*HOW TO COMPLETE THIS TASK*
Scan the data beneath this task and copy each line that includes "black".

BEGIN ENTRIES SHOWN

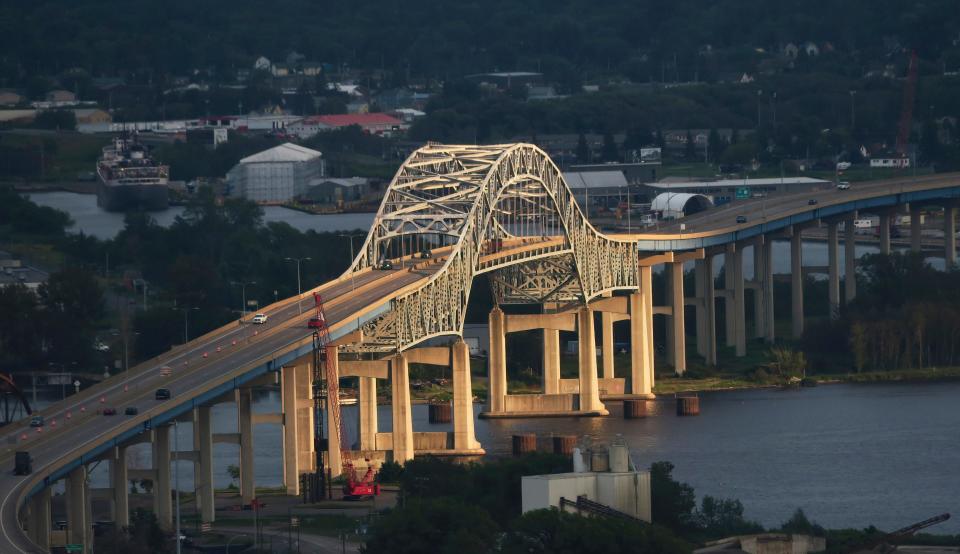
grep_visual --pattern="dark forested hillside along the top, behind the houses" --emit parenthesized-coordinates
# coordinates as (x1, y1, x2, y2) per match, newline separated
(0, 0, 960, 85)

END ENTRIES SHOWN
BEGIN ENTRIES SHOWN

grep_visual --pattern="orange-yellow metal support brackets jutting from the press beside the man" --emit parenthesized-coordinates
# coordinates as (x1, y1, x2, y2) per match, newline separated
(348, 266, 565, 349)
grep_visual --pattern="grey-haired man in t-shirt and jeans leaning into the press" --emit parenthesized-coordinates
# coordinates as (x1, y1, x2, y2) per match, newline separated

END ENTRIES SHOWN
BEGIN ENTRIES SHOWN

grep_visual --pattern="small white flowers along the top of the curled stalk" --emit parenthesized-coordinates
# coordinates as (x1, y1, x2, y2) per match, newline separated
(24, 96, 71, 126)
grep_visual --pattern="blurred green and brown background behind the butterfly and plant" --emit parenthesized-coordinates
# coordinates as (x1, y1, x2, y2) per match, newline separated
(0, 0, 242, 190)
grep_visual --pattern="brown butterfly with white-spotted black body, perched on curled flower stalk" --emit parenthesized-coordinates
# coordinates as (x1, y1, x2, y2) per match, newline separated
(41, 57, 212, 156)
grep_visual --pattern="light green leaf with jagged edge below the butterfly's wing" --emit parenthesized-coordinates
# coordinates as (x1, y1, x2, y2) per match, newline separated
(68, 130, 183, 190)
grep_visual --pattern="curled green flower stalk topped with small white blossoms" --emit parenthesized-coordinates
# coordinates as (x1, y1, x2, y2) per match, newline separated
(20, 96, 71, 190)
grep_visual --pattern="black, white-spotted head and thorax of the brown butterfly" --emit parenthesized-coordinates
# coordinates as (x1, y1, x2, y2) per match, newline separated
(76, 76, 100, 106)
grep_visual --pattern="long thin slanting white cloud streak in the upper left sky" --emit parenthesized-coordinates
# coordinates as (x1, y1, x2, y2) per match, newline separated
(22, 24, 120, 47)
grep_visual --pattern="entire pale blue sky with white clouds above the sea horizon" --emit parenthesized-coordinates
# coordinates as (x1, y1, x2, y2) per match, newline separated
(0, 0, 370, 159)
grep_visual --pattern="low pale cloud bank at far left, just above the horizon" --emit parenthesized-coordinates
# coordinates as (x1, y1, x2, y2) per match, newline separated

END ENTRIES SHOWN

*COMPLETED EXERCISE*
grep_visual --pattern="brown butterfly with white-spotted black body, perched on curled flower stalk" --emit parenthesized-coordinates
grep_visual --pattern="black, white-spotted head and thorax of the brown butterfly" --emit parenthesized-coordinates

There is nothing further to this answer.